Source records
□ □ □ □ □ □ □

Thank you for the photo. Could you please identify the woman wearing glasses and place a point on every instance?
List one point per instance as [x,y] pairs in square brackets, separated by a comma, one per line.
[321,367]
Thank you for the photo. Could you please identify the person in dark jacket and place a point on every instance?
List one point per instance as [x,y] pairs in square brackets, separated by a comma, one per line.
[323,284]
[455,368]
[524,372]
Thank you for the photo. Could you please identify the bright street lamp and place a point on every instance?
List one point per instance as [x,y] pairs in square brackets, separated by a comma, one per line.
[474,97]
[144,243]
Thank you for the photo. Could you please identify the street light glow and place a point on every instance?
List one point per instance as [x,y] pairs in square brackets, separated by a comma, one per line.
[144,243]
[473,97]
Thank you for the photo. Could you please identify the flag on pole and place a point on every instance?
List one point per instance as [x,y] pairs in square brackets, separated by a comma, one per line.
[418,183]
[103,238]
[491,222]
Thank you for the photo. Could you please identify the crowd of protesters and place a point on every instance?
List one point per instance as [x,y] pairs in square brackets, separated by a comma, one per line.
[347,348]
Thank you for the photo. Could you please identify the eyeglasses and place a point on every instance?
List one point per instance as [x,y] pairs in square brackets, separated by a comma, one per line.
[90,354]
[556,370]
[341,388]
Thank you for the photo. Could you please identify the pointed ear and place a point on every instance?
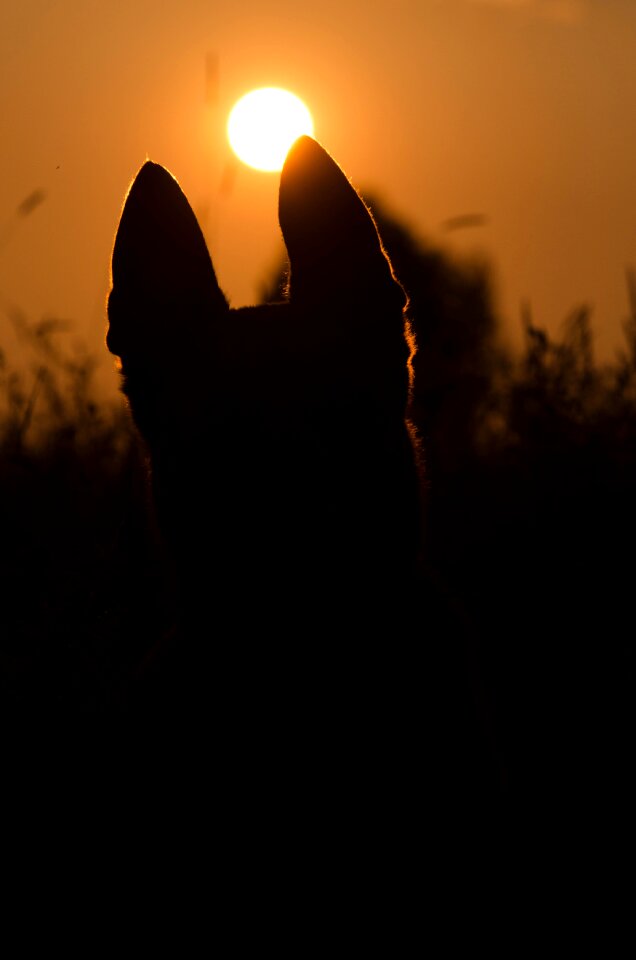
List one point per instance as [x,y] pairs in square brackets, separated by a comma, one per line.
[332,240]
[162,275]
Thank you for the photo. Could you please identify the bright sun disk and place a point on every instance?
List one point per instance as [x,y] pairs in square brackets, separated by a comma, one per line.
[263,125]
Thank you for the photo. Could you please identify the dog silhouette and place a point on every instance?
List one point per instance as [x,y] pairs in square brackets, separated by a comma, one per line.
[285,473]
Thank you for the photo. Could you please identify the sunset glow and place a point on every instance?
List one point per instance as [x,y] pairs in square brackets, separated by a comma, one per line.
[263,125]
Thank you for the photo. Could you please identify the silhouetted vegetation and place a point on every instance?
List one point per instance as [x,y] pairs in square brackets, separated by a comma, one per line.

□ □ □ □ □ □ □

▶ [Set exercise]:
Arrange the lines above as a Markdown table with the columns "Row" and "Line", numbering each row and skipping blank lines. Leave the pictures out of the table.

▶ [Correct response]:
| Row | Line |
|---|---|
| 1 | Thank you for the photo. Could you please identify the woman wearing glasses and place a point on every instance? |
| 2 | List one point per instance as [x,y] pairs in square brackets, separated by a comma, one per line. |
| 3 | [321,367] |
| 4 | Thank you for the photo. Could you please identify the person in dark jacket and place a point on every instance? |
| 5 | List one point per instance as [x,y] pairs in square brackets, separated by a comma, one per line. |
| 6 | [323,284] |
| 7 | [455,368] |
| 8 | [524,372] |
| 9 | Thank you for the photo. Could you please identify the bright street lamp and place a point on every instance? |
| 10 | List one point per instance as [x,y] pairs in square brackets, separated by a comma, one per line. |
| 11 | [474,97] |
| 12 | [144,243] |
| 13 | Thank you for the photo. Could you please identify the street light glow and place a point on every instance? |
| 14 | List one point per instance as [x,y] pairs in square brackets, separated by a comma, one per line. |
| 15 | [144,243] |
| 16 | [473,97] |
| 17 | Thank you for the photo. Could you please identify the flag on pole and place a point on every instance? |
| 18 | List one point per instance as [x,y] pairs in square brackets, separated by a comma, one per line. |
| 19 | [418,183] |
| 20 | [103,238] |
| 21 | [491,222] |
| 22 | Thank you for the photo. Could you please identify the crowd of protesters and place a point on every instance? |
| 23 | List one point per instance as [x,y] pairs in square brackets, separated by a comma, one per line. |
| 24 | [347,348] |
| 25 | Thank you for the photo. Could you please identify the eyeglasses and place a point on every instance? |
| 26 | List one point per instance as [x,y] pairs in square brackets, separated by a comma, one per line. |
| 27 | [90,354] |
| 28 | [556,370] |
| 29 | [341,388] |
| 30 | Thank you for the photo. Could you please identify the pointed ear and place a point on every instance? |
| 31 | List one point per instance as [x,y] pairs in square brackets, separated by a comma, one per line. |
| 32 | [332,240] |
| 33 | [162,275] |
| 34 | Thank you for the photo. Could you please identify the bright sun disk and place a point on every instance? |
| 35 | List one point per instance as [x,y] pairs in square brackets, separated by a comma, one per line. |
| 36 | [263,125] |
| 37 | Thank you for the photo. Could you please identify the dog silhouette and place a point on every instance? |
| 38 | List one point per instance as [x,y] pairs in square brackets, separated by a comma, one per line. |
| 39 | [285,473] |
| 40 | Thank you for the photo. Could you please identify the sunset glow and place a point on every instance? |
| 41 | List one point per instance as [x,y] pairs in square brackets, separated by a comma, one per line. |
| 42 | [263,125] |
| 43 | Thank you for the photo. Could you please identify the silhouetted vegetation and place a point on every instance? |
| 44 | List one point per instance as [x,y] pairs in square brackets, separated by a comma, one per line. |